## [Problem to work on]
Recast every line of the items below as a Markdown table with the columns "Row" and "Item line", numbering each row and leaving out blank lines.

## [Data listing]

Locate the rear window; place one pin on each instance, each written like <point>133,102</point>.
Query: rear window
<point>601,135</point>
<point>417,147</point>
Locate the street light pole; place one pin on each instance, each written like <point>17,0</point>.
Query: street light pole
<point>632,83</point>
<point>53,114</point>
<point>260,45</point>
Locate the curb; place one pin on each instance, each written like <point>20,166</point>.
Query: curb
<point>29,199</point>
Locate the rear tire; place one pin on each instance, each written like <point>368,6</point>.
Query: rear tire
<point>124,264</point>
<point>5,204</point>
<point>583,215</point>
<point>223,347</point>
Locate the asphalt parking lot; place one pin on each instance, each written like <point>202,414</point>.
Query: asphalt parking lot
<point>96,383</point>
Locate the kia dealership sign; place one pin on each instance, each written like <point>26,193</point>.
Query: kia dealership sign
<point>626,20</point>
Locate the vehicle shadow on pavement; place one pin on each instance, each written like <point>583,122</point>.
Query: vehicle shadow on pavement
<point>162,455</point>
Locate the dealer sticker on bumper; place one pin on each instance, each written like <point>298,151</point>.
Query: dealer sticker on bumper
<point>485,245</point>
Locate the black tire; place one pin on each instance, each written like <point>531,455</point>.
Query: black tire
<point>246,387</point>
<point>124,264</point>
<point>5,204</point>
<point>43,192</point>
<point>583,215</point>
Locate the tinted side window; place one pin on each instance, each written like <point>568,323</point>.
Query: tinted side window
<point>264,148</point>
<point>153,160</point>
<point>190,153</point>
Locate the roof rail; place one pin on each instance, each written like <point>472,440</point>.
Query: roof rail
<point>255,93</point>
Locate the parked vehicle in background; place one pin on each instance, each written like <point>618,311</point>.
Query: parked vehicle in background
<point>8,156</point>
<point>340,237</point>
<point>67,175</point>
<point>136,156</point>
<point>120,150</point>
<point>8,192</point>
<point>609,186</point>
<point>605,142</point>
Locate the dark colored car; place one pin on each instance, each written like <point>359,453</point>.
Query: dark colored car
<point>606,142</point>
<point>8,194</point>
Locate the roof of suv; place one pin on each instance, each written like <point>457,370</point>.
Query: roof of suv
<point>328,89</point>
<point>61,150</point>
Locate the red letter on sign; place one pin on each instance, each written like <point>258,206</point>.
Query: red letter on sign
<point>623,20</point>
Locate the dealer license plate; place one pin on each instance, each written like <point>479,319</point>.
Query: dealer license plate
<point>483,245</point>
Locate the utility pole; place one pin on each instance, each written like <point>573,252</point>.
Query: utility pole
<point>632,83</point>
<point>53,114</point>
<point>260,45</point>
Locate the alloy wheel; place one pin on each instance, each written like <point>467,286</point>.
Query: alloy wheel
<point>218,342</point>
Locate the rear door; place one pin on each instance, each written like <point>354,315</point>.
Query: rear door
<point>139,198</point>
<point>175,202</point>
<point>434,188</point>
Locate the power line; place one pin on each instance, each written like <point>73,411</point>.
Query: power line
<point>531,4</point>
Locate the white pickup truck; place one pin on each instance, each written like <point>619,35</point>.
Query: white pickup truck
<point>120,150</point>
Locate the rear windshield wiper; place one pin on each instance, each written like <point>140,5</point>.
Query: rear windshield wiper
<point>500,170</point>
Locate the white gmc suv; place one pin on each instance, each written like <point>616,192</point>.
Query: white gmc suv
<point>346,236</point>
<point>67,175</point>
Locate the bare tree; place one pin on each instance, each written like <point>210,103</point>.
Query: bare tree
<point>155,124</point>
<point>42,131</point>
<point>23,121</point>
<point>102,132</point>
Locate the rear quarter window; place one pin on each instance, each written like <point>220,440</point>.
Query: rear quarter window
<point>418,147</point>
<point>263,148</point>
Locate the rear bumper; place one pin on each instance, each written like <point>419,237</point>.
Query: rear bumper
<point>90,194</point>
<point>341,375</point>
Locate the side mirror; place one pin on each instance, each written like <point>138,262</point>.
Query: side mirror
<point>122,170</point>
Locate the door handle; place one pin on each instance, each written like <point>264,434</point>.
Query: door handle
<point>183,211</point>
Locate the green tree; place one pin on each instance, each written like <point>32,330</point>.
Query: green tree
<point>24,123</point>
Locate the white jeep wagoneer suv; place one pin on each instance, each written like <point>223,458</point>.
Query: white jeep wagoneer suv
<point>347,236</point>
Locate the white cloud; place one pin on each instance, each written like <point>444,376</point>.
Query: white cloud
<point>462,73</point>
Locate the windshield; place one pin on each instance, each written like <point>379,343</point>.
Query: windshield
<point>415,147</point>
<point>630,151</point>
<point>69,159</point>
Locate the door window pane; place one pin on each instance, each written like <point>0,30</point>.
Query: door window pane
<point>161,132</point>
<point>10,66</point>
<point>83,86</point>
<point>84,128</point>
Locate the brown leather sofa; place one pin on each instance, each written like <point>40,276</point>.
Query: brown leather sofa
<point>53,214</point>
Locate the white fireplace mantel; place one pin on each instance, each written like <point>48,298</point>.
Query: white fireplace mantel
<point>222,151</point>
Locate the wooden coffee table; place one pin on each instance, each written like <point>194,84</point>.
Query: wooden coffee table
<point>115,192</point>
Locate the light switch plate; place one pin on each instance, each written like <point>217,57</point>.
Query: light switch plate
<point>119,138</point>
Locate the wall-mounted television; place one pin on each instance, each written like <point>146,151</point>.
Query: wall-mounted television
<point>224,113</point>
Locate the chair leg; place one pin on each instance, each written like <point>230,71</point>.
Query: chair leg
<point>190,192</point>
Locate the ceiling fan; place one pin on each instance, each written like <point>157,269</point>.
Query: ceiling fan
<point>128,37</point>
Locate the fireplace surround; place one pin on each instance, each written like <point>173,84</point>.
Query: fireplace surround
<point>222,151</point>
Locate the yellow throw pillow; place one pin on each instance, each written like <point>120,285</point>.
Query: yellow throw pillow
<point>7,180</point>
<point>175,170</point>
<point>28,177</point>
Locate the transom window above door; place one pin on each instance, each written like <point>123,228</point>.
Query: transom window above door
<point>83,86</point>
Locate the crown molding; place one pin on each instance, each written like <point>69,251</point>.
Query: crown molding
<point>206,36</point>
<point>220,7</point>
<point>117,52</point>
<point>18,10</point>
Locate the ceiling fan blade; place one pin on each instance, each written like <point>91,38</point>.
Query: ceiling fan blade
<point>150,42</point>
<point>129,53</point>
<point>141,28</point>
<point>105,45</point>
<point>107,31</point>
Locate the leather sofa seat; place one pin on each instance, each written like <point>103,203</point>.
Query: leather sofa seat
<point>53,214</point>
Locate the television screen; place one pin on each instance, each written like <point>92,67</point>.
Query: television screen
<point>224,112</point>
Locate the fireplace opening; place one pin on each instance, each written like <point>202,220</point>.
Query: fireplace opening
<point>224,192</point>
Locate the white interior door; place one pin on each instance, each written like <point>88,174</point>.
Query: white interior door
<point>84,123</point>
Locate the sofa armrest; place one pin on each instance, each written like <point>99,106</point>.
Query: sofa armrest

## [Task response]
| Row | Item line |
|---|---|
| 1 | Locate the rear window; place one pin on each instance, each written like <point>133,102</point>. |
| 2 | Query: rear window |
| 3 | <point>601,135</point> |
| 4 | <point>417,147</point> |
| 5 | Locate the street light pole; place one pin on each instance, each written like <point>17,0</point>. |
| 6 | Query: street light pole |
| 7 | <point>632,83</point> |
| 8 | <point>53,114</point> |
| 9 | <point>260,45</point> |
| 10 | Locate the curb; place one pin on each instance, each written like <point>20,166</point>. |
| 11 | Query: curb |
| 12 | <point>29,199</point> |
| 13 | Locate the rear tire; place one pin on each instance, each written like <point>368,6</point>. |
| 14 | Query: rear tire |
| 15 | <point>124,264</point> |
| 16 | <point>5,204</point> |
| 17 | <point>583,215</point> |
| 18 | <point>223,347</point> |
| 19 | Locate the asphalt parking lot; place one pin on each instance, each written like <point>202,414</point>. |
| 20 | Query: asphalt parking lot |
| 21 | <point>96,383</point> |
| 22 | Locate the kia dealership sign; place one pin on each instance, each written like <point>26,193</point>. |
| 23 | Query: kia dealership sign |
| 24 | <point>626,20</point> |
| 25 | Locate the vehicle shadow on pavement; place one pin on each instance, each written like <point>583,122</point>. |
| 26 | Query: vehicle shadow on pavement |
| 27 | <point>162,455</point> |
| 28 | Locate the dealer sticker on bumper; place one pin on each instance, each written like <point>298,151</point>. |
| 29 | Query: dealer sticker on bumper |
| 30 | <point>485,245</point> |
| 31 | Locate the black tire; place one pin on each instance, each written like <point>531,455</point>. |
| 32 | Query: black tire |
| 33 | <point>246,387</point> |
| 34 | <point>124,264</point> |
| 35 | <point>5,204</point> |
| 36 | <point>43,192</point> |
| 37 | <point>583,215</point> |
| 38 | Locate the tinted side window; place one pin on each instance, each written like <point>568,323</point>. |
| 39 | Query: tinted side window |
| 40 | <point>264,148</point> |
| 41 | <point>153,160</point> |
| 42 | <point>190,153</point> |
| 43 | Locate the roof rail; place one pin on each instance, each written like <point>472,440</point>. |
| 44 | Query: roof rail |
| 45 | <point>255,93</point> |
| 46 | Locate the parked vehicle in background; place one pin on each instance, each written like <point>618,311</point>. |
| 47 | Query: parked vehicle in background |
| 48 | <point>8,156</point> |
| 49 | <point>340,237</point> |
| 50 | <point>67,175</point> |
| 51 | <point>136,156</point> |
| 52 | <point>120,150</point> |
| 53 | <point>8,192</point> |
| 54 | <point>609,186</point> |
| 55 | <point>605,142</point> |
| 56 | Locate the dark colored car; place one pin on each instance, each written like <point>359,453</point>. |
| 57 | Query: dark colored car |
| 58 | <point>606,142</point> |
| 59 | <point>8,194</point> |
| 60 | Locate the roof of suv; place one pin on each instance, each written like <point>457,370</point>. |
| 61 | Query: roof of suv |
| 62 | <point>328,89</point> |
| 63 | <point>61,150</point> |
| 64 | Locate the red letter on sign; place one pin on each instance, each written like <point>258,206</point>. |
| 65 | Query: red letter on sign |
| 66 | <point>623,20</point> |
| 67 | Locate the dealer license plate; place one pin on each instance, each written like <point>479,319</point>. |
| 68 | Query: dealer license plate |
| 69 | <point>483,245</point> |
| 70 | Locate the utility pole; place one pin on each instance, each written like <point>573,252</point>. |
| 71 | Query: utility pole |
| 72 | <point>632,83</point> |
| 73 | <point>53,114</point> |
| 74 | <point>260,45</point> |
| 75 | Locate the alloy wheel; place one pin on each instance, each written like <point>467,286</point>. |
| 76 | Query: alloy wheel |
| 77 | <point>218,342</point> |
| 78 | Locate the rear door; place one pin on each instance, each written like <point>354,315</point>. |
| 79 | Query: rear door |
| 80 | <point>139,198</point> |
| 81 | <point>175,202</point> |
| 82 | <point>434,188</point> |
| 83 | Locate the power line; place one pin on each instance, each written like <point>73,411</point>. |
| 84 | Query: power line |
| 85 | <point>531,4</point> |
| 86 | Locate the white pickup truck; place one pin on each instance, each written like <point>619,35</point>. |
| 87 | Query: white pickup truck |
| 88 | <point>120,150</point> |
| 89 | Locate the rear windshield wiper; place one pin on each instance, each written like <point>140,5</point>. |
| 90 | Query: rear windshield wiper |
| 91 | <point>500,170</point> |
| 92 | Locate the white gmc suv; place one pin on each instance, each written like <point>616,192</point>. |
| 93 | Query: white gmc suv |
| 94 | <point>346,236</point> |
| 95 | <point>67,175</point> |
| 96 | Locate the bare tree; place one pin on each instance, each written like <point>210,103</point>. |
| 97 | Query: bare tree |
| 98 | <point>155,124</point> |
| 99 | <point>42,131</point> |
| 100 | <point>23,121</point> |
| 101 | <point>102,132</point> |
| 102 | Locate the rear quarter window; place one pin on each instance, each written like <point>220,440</point>. |
| 103 | Query: rear quarter window |
| 104 | <point>418,147</point> |
| 105 | <point>263,148</point> |
| 106 | Locate the rear bumper; place one pin on each instance, each written like <point>419,237</point>. |
| 107 | Query: rear bumper |
| 108 | <point>90,194</point> |
| 109 | <point>341,375</point> |
| 110 | Locate the side mirror; place one pin on each instance, each written like <point>138,262</point>. |
| 111 | Query: side mirror |
| 112 | <point>122,170</point> |
| 113 | Locate the door handle; place one pin on each instance, each written like <point>264,434</point>. |
| 114 | Query: door handle |
| 115 | <point>183,211</point> |
| 116 | Locate the green tree; place one pin on each instance, each written like <point>32,330</point>. |
| 117 | Query: green tree |
| 118 | <point>24,123</point> |
| 119 | Locate the white jeep wagoneer suv; place one pin on each instance, each written like <point>223,458</point>. |
| 120 | Query: white jeep wagoneer suv |
| 121 | <point>347,236</point> |
| 122 | Locate the white cloud; place one pin on each instance, each written like <point>444,376</point>. |
| 123 | Query: white cloud |
| 124 | <point>462,73</point> |
| 125 | Locate the windshield; place one pin on each instance, each written like <point>379,343</point>. |
| 126 | Query: windshield |
| 127 | <point>415,147</point> |
| 128 | <point>630,151</point> |
| 129 | <point>69,159</point> |
| 130 | Locate the door window pane; place one pin on each instance, each written like <point>0,30</point>. |
| 131 | Query: door window pane |
| 132 | <point>161,132</point> |
| 133 | <point>10,66</point> |
| 134 | <point>83,86</point> |
| 135 | <point>84,128</point> |
| 136 | Locate the brown leather sofa; place one pin on each instance, each written like <point>40,276</point>. |
| 137 | Query: brown leather sofa |
| 138 | <point>53,214</point> |
| 139 | Locate the white fireplace mantel; place one pin on each instance, each written like <point>48,298</point>. |
| 140 | Query: white fireplace mantel |
| 141 | <point>222,151</point> |
| 142 | Locate the wooden coffee table; place one pin on each instance, each written like <point>194,84</point>. |
| 143 | Query: wooden coffee table |
| 144 | <point>115,192</point> |
| 145 | Locate the light switch plate; place one pin on each instance, each written like <point>217,57</point>. |
| 146 | Query: light switch plate |
| 147 | <point>119,138</point> |
| 148 | Locate the wall-mounted television; place one pin on each instance, each written like <point>146,151</point>. |
| 149 | Query: wall-mounted television |
| 150 | <point>224,113</point> |
| 151 | Locate the chair leg; place one pin on each instance, each written like <point>230,71</point>. |
| 152 | Query: chair leg |
| 153 | <point>190,192</point> |
| 154 | Locate the ceiling fan; place one pin on each instance, each written like <point>157,269</point>. |
| 155 | Query: ceiling fan |
| 156 | <point>128,37</point> |
| 157 | Locate the fireplace surround; place one pin on each instance, each written like <point>173,84</point>. |
| 158 | Query: fireplace surround |
| 159 | <point>222,151</point> |
| 160 | Locate the yellow throw pillow; place one pin on each instance, each written like <point>120,285</point>. |
| 161 | Query: yellow throw pillow |
| 162 | <point>7,180</point> |
| 163 | <point>175,170</point> |
| 164 | <point>28,177</point> |
| 165 | Locate the transom window above door; place one pin on each instance, each written like <point>123,228</point>. |
| 166 | Query: transom window above door |
| 167 | <point>83,86</point> |
| 168 | Locate the crown molding; place one pin on each instance, each written like <point>69,251</point>. |
| 169 | Query: crown molding |
| 170 | <point>206,36</point> |
| 171 | <point>220,7</point> |
| 172 | <point>117,52</point> |
| 173 | <point>18,10</point> |
| 174 | Locate the ceiling fan blade; place one pin on each instance, each written like <point>91,38</point>. |
| 175 | Query: ceiling fan blade |
| 176 | <point>150,42</point> |
| 177 | <point>129,53</point> |
| 178 | <point>141,28</point> |
| 179 | <point>105,45</point> |
| 180 | <point>107,31</point> |
| 181 | Locate the leather sofa seat; place one pin on each instance, each written like <point>103,203</point>. |
| 182 | Query: leather sofa seat |
| 183 | <point>53,214</point> |
| 184 | Locate the television screen; place one pin on each instance, each written like <point>92,67</point>. |
| 185 | Query: television screen |
| 186 | <point>224,112</point> |
| 187 | Locate the fireplace opening; place one pin on each instance, each written like <point>202,220</point>. |
| 188 | Query: fireplace opening |
| 189 | <point>224,192</point> |
| 190 | Locate the white interior door; place one pin on each instance, each written like <point>88,174</point>. |
| 191 | Query: white interior door |
| 192 | <point>84,123</point> |
| 193 | Locate the sofa armrest; place one pin on each instance, each written like <point>99,106</point>. |
| 194 | Query: sofa armrest |